>>
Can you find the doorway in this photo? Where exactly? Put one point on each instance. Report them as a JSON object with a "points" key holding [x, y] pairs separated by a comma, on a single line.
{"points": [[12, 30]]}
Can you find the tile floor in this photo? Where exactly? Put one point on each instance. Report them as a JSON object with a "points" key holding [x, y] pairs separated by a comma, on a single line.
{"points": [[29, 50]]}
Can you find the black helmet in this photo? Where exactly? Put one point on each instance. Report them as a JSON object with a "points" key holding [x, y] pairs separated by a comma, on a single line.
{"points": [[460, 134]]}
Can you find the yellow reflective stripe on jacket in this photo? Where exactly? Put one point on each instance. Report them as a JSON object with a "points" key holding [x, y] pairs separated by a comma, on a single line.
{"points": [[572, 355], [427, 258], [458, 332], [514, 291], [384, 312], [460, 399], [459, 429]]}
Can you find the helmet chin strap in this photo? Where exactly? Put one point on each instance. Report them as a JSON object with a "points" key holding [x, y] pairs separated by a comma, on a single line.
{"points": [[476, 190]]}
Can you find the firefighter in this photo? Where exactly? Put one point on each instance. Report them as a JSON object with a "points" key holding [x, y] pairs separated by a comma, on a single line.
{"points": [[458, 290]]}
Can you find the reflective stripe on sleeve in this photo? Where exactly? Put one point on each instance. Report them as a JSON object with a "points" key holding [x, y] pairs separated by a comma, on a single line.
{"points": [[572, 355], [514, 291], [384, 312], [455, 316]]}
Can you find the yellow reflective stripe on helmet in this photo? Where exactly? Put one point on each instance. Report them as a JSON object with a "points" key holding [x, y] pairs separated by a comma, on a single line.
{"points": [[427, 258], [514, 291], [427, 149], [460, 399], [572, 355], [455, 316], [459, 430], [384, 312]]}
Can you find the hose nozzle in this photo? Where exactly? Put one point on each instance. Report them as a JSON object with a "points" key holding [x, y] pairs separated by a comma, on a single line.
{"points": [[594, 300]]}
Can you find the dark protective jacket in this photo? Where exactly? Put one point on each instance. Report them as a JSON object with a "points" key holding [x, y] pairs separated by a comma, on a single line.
<<
>>
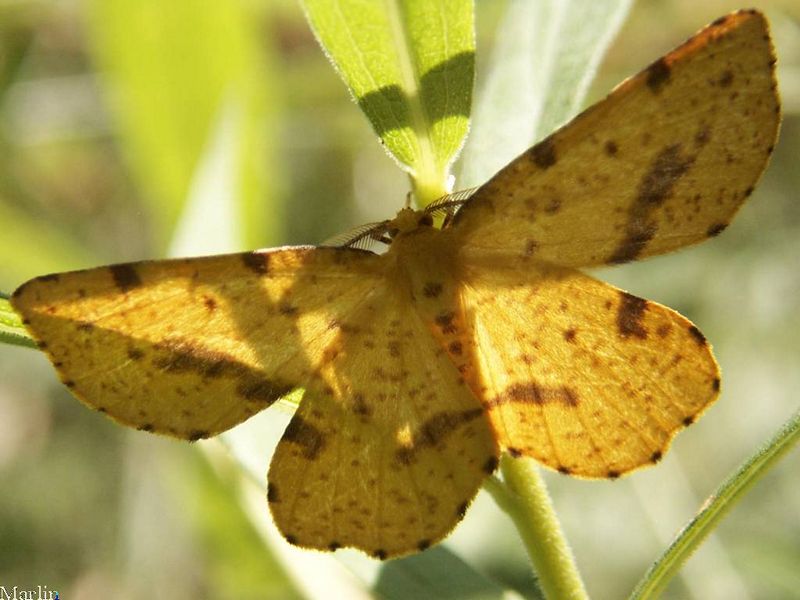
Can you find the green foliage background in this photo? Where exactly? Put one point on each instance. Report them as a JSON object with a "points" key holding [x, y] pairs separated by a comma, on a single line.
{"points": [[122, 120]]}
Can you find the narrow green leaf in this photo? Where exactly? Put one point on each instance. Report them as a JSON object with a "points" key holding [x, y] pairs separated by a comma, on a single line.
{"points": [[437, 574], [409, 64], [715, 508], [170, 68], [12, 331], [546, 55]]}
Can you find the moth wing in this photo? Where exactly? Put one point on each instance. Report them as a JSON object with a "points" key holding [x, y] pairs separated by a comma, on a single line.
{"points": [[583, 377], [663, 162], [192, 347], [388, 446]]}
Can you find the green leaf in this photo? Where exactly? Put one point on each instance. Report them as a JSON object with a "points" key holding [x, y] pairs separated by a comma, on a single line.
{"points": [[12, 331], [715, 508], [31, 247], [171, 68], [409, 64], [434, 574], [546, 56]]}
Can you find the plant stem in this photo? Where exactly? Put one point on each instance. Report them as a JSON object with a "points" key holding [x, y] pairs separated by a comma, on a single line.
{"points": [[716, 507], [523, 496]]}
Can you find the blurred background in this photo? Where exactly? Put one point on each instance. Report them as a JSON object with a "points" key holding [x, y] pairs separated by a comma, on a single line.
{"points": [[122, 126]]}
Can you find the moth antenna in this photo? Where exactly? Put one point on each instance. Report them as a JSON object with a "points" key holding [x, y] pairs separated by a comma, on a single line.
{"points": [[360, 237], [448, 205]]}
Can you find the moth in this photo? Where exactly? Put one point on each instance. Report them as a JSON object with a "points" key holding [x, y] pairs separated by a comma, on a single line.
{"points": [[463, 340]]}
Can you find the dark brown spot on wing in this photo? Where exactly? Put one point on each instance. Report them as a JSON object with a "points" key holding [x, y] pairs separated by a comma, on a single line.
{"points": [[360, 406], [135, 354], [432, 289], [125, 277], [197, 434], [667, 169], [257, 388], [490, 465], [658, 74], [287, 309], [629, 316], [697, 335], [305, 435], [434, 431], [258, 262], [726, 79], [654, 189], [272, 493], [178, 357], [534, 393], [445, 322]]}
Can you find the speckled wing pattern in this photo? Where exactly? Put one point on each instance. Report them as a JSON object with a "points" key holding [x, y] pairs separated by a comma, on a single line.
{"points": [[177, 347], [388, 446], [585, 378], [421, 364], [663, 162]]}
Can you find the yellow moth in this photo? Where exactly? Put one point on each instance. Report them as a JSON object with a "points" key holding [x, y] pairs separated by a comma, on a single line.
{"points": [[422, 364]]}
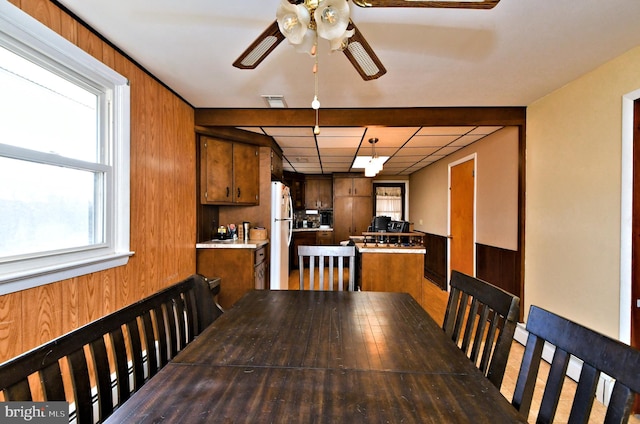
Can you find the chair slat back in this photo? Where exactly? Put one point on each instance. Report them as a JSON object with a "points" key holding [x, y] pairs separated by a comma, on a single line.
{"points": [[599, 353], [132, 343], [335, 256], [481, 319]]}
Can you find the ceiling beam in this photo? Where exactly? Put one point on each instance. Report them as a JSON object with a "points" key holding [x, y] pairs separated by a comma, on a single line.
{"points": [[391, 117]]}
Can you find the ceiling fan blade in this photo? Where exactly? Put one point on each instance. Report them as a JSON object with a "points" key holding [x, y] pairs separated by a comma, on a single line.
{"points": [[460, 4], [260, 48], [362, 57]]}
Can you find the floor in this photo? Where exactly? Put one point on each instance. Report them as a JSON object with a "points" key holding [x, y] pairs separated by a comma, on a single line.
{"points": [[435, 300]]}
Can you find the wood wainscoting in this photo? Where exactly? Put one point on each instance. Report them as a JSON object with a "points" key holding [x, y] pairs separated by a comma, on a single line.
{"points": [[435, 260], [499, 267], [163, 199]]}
<<
* [Problem to work on]:
Show every line in the records above that contains the word "background".

* [Written response]:
Can you find the green foliage background in this photo? Where exactly? Put one point on each instance. Report them as a JSON object with a "points" key holding [x, y] pairs separated by a comma, on a single line.
Can you find the blurred background in this photo? Where exactly? Put one point on each instance. Report them as a JSON object with a "points" key holding [x, y] pairs separated by a comma, on a single line.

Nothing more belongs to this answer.